• **Work to complete**:
The records below are to be set down again exactly, with the pictures left out.

------------------------------------------------

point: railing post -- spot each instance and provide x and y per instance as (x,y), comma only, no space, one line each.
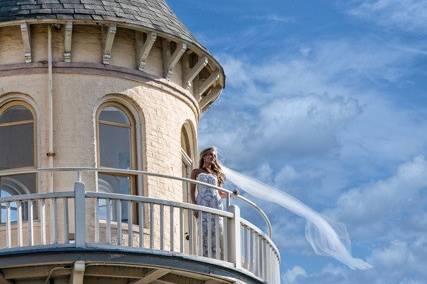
(234,238)
(80,214)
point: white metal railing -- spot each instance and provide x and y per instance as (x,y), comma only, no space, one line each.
(83,218)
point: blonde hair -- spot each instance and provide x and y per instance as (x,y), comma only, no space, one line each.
(216,167)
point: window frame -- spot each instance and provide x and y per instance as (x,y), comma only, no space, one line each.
(4,106)
(133,148)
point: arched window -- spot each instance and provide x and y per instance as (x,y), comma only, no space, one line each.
(187,157)
(17,151)
(116,150)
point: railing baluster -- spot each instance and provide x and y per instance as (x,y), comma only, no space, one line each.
(151,226)
(162,226)
(209,237)
(119,221)
(30,223)
(96,211)
(259,255)
(20,242)
(66,221)
(42,214)
(130,224)
(141,224)
(225,238)
(200,224)
(248,248)
(171,227)
(190,231)
(108,227)
(217,237)
(181,230)
(256,254)
(53,221)
(8,227)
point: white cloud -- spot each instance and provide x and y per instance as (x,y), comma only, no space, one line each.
(320,123)
(399,14)
(294,274)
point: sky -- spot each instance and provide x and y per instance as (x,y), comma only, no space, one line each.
(326,101)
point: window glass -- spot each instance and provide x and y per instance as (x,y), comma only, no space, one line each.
(115,146)
(17,146)
(113,114)
(16,113)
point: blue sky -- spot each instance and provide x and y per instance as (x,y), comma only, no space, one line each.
(327,101)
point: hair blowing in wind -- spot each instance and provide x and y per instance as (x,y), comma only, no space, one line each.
(323,238)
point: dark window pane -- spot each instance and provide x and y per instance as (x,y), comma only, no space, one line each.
(16,185)
(114,114)
(114,184)
(16,146)
(16,113)
(115,146)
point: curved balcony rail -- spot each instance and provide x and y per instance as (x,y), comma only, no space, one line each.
(88,219)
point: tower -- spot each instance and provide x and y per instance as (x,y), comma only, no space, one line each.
(99,106)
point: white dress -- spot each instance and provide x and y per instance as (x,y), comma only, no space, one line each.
(209,197)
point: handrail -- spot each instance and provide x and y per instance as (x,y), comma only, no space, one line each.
(144,199)
(78,171)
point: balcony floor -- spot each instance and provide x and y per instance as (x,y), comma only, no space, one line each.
(117,265)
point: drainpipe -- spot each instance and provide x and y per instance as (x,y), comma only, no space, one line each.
(50,153)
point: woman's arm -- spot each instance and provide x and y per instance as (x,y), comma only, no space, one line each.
(222,194)
(194,175)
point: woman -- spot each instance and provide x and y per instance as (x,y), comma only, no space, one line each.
(209,171)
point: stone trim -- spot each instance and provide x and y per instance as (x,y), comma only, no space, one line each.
(104,70)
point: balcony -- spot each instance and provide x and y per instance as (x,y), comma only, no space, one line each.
(151,240)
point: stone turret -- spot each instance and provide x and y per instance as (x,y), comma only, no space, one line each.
(93,95)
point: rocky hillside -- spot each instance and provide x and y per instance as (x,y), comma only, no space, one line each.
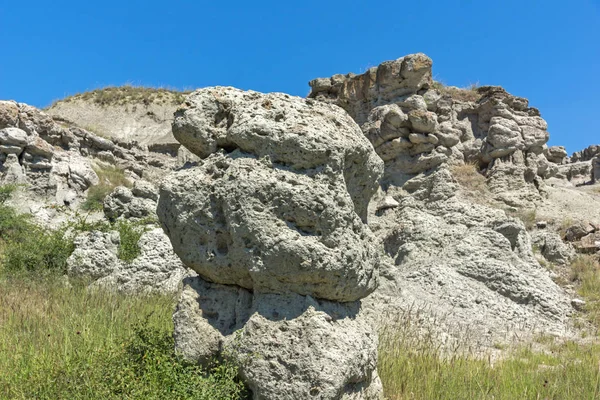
(304,226)
(127,114)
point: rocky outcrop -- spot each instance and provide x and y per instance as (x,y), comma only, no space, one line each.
(586,154)
(556,154)
(464,265)
(138,202)
(55,160)
(156,269)
(126,114)
(274,222)
(552,248)
(416,125)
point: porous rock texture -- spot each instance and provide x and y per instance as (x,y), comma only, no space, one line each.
(273,219)
(416,125)
(138,202)
(454,260)
(156,269)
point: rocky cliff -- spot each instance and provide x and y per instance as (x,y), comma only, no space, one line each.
(309,224)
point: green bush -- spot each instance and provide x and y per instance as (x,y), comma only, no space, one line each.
(110,177)
(130,234)
(68,342)
(25,246)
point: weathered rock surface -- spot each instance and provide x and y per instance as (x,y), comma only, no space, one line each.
(138,202)
(144,121)
(288,346)
(273,220)
(54,160)
(469,263)
(415,127)
(586,154)
(552,247)
(156,269)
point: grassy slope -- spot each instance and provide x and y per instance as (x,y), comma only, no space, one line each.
(68,342)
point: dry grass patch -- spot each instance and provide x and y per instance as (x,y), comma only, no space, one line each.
(412,368)
(129,94)
(585,272)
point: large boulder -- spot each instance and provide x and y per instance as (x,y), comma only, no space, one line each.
(288,346)
(273,220)
(417,125)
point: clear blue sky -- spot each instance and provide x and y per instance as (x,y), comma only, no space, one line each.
(547,51)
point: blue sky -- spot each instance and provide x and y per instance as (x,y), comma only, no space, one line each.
(547,51)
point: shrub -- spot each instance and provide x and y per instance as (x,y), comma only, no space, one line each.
(28,247)
(130,234)
(60,342)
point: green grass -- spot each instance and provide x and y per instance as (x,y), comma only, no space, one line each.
(412,366)
(110,177)
(69,342)
(129,94)
(585,272)
(415,371)
(469,93)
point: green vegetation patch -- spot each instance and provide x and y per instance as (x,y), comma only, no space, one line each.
(129,94)
(69,342)
(25,246)
(413,368)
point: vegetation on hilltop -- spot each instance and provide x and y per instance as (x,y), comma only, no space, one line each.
(469,93)
(129,94)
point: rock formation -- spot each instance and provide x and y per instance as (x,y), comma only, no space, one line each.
(126,114)
(156,269)
(55,160)
(273,221)
(444,253)
(416,125)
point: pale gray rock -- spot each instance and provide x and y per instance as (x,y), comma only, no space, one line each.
(242,221)
(13,137)
(145,190)
(302,134)
(273,338)
(480,126)
(156,269)
(273,220)
(556,154)
(81,175)
(122,202)
(586,154)
(95,255)
(466,266)
(552,248)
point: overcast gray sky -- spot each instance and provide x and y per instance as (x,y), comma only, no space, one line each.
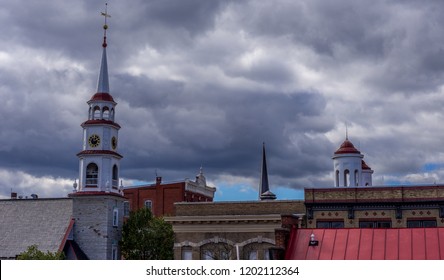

------------------------------------------------

• **Answer area**:
point: railing post -- spot each instance and provide x and y per instance as (x,y), comma only, no space, one line each.
(234,238)
(80,214)
point: white metal railing -- spot each instance and provide x and y per instance as (x,y), comma only, no space, one line each.
(83,218)
point: blonde hair -- spot each instance and provide x and y per instance as (x,y), comma only, no space, one line each.
(216,167)
point: window frame -- spot each instance and provide x and y per instance as (x,y), comma only, no space, one line each.
(4,106)
(133,148)
point: arched window -- spot each instance and provide x and y per instance as (x,y), comma only, no space, one line each.
(187,157)
(17,151)
(116,150)
point: railing baluster -- spot each instance and provide x and y per instance as (x,y), comma only, no space, one line each.
(151,226)
(162,226)
(209,237)
(119,221)
(30,223)
(96,211)
(259,255)
(20,242)
(66,221)
(42,214)
(130,224)
(141,224)
(225,238)
(200,224)
(248,248)
(171,227)
(190,231)
(108,227)
(217,237)
(181,230)
(256,254)
(53,221)
(8,227)
point: white cloud -- spot each instance and provide x and y per instance as (x,y), comma only, no space, one line each.
(320,123)
(399,14)
(294,274)
point: sky -- spot each instance and provide x and y per instance as (x,y), comma only, no space, one line each.
(326,101)
point: window glass -- spot each instance and provide x and y per instance as (x,y), comma only, no space, one line each.
(115,146)
(17,146)
(113,114)
(16,113)
point: blue sky -- spot each instance and provide x and y per instance as (x,y), comma only, no space, one line each.
(327,101)
point: hair blowing in wind -- spot each instance and provide x and y per instance as (x,y), comma only, no space, one line each.
(323,238)
point: dark window pane -- spot each instance and provide x and y per instance as (x,y), comma only, no space, one line each.
(16,185)
(114,114)
(114,184)
(16,146)
(16,113)
(115,146)
point: curved balcony rail -- spot each instance and provide x and y per instance as (x,y), comma only, no space, one line each.
(88,219)
point: tower -- spot each instance and provide x and y per instance as (x,y), comma only, no space, one line each.
(99,106)
point: white dress -- spot each instance and provide x and y per instance as (x,y), comma only, no space, one line each.
(209,197)
point: handrail -- spot each instance and provide x and y per instance as (x,y), comma only, no space, one line each.
(144,199)
(78,171)
point: balcony floor -- spot each instance and provide x and y per instance as (x,y), comma only, no space, one line each.
(117,265)
point: drainpipe -- spot each instance and provide x and y per instance as (x,y), comma only, no space, one line each.
(50,153)
point: woman's arm -- spot each instance and provide x and y per instance as (x,y), comma only, no space, one line each.
(222,194)
(194,175)
point: woman -- spot each instance and provide x and y per instance as (x,y), comma only, no space, one line each.
(209,171)
point: stone trim -- spot each instance and provide x and y per instance as (x,y), comma only, no space, one line each.
(104,70)
point: balcony -- spot each instance and provide x and y per instance as (x,y), comma only, no space, one line each.
(151,240)
point: stone turret -- spot each instance and provide x and y per instance as (x,y), comma only, no space, one line each.
(93,95)
point: rocky hillside -- spot each instance and provide x and y per instance as (x,y), comma only, no space, one line each.
(304,226)
(127,114)
point: rocky outcrop -- spot each instance and provide x and y per instance as (x,y), comma only, no space, one line each.
(586,154)
(556,154)
(464,265)
(138,202)
(55,160)
(156,269)
(126,114)
(274,222)
(552,248)
(416,125)
point: porous rock texture -- spot each instance and provide x and y per instance as (x,y), comma only, no space, one line each.
(273,219)
(416,125)
(138,202)
(454,260)
(156,269)
point: rocky cliff -- spot each instance and provide x and y per instance as (x,y), comma only, no space, one line each.
(309,224)
point: green bush -- spot each instance and provide x and y per instance as (x,y), comma only, no space, one line each.
(110,177)
(130,234)
(68,342)
(25,246)
point: weathered rock surface -- spot each instance and provide x and y per instance as (x,y), comma only, no space, one line each.
(138,202)
(144,121)
(288,346)
(273,220)
(54,160)
(469,263)
(415,127)
(586,154)
(552,247)
(156,269)
point: grassy slope -- spot each instance and provide x and y per instance as (x,y), comma only, no space, one line each.
(68,342)
point: dry grass patch -- spot each instance and provide x and y per instance as (x,y), comma only, no space, one line each.
(412,368)
(129,94)
(585,272)
point: large boulder -- spot each instance and provide x and y per instance as (x,y), comma only, no space, one line each.
(288,346)
(273,220)
(417,125)
point: clear blue sky -- spot each instance and provide x and y per instance as (x,y), comma only, no space, one line each.
(547,51)
point: blue sky -- spot each instance and provide x and y per instance as (x,y), comma only, no space, one line each.
(547,51)
point: shrub -- spot each instance and provide x and y per instance as (x,y), comma only, no space, one line each.
(28,247)
(130,234)
(60,342)
point: green grass -- spot each instance and provide x and y per instance as (x,y), comma only, no space, one line each.
(412,366)
(110,177)
(69,342)
(129,94)
(585,272)
(415,371)
(469,93)
point: green vegetation patch -- spot each instance and provide x and y per instance as (x,y), comma only, no space, one line each.
(129,94)
(69,342)
(25,246)
(413,368)
point: vegetation on hilltop -- spot each instance and provide x and y per instance as (x,y), comma only, no space, one line each.
(469,93)
(129,94)
point: rock formation -- spot each instance and provide x and y per instance as (x,y), comma only, no space, one line each.
(126,114)
(156,269)
(55,160)
(273,221)
(444,253)
(416,125)
point: pale gray rock -- spot each instance and provide x and y per instance as (x,y), comma only, no space, one line each.
(242,221)
(13,137)
(145,190)
(302,134)
(273,338)
(480,126)
(156,269)
(273,220)
(556,154)
(81,175)
(122,202)
(586,154)
(95,255)
(466,266)
(552,248)
point: overcast gray sky -- spot each instance and provide x and y per instance as (x,y), comma only, no space, one line each.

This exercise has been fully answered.